> [YOUR TASK]: Write out the data below line for line, with nothing changed, added, or left out.

> [RECORD EXCERPTS]:

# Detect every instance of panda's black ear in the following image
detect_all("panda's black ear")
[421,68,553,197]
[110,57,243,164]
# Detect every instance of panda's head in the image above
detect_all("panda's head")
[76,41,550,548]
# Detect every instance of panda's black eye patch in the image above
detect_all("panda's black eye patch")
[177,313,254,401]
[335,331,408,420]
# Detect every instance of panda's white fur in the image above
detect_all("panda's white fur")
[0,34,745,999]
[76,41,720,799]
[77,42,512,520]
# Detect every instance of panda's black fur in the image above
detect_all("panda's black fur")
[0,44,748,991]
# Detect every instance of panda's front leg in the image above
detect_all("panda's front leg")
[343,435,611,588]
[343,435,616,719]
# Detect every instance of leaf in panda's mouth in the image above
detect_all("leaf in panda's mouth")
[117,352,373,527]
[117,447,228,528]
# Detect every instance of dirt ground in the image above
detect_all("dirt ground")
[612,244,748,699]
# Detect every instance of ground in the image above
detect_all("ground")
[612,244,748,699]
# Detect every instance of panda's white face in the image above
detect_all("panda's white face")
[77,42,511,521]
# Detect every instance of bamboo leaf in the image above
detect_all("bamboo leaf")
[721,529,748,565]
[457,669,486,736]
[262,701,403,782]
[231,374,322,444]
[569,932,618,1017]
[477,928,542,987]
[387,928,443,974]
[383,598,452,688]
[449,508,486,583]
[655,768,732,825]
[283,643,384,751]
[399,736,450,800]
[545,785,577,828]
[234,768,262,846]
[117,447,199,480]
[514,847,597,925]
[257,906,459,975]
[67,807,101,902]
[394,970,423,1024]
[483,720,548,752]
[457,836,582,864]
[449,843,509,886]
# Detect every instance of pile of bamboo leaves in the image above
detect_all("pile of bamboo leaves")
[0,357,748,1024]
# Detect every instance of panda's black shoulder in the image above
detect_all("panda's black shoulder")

> [THE RESPONSE]:
# Detect every instance of panda's black ear in the following image
detect_all("panda's black ear")
[421,68,553,197]
[110,57,243,164]
# Detect every instance of panda's head in the image above
detect_all("panda's head")
[76,41,550,548]
# Detect every instance of panda's black eye patch in the image above
detect_all("panda's black eye patch")
[177,313,254,401]
[335,331,408,420]
# Detect every instance of panda's white fur in the image above
detect_all("panda's white fur")
[0,34,745,999]
[76,41,720,799]
[77,42,512,520]
# Detect every instance of panda's black fur in the image above
detect_all("panda's black fur")
[0,44,748,991]
# Detect every instance of panda's front leg in the image above
detect_all("panda's front leg")
[343,435,611,588]
[343,435,616,719]
# Detect every instance of leaf in panda's mouth in the image above
detect_all("leaf in panda's mouth")
[117,352,373,527]
[117,447,228,528]
# Detect every instance of dirt ground in the image above
detect_all("dirt ground")
[612,244,748,699]
# Detect every instance of ground in the image above
detect_all("ground")
[612,244,748,699]
# Detect every instance of panda's white face in the image above
detect_all("panda's white face")
[77,42,511,521]
# Detect every instance of bamboo leaf in the image above
detect_all("bamboo leaf")
[721,529,748,565]
[457,669,486,736]
[262,701,403,782]
[231,374,322,444]
[569,932,618,1017]
[477,928,542,987]
[387,928,443,974]
[383,598,452,688]
[449,508,486,583]
[655,768,732,825]
[283,643,384,751]
[399,736,450,800]
[545,785,577,828]
[234,768,262,846]
[117,447,199,480]
[514,847,597,925]
[257,906,459,975]
[67,807,101,902]
[394,970,423,1024]
[483,720,548,752]
[457,836,582,864]
[449,843,509,886]
# Detect every instance of pile of bamboo leaves in the image above
detect_all("pile of bamboo leaves")
[0,357,748,1024]
# Detect every instance of panda's black shoulder in the image above
detect_all("panda's black shoulder")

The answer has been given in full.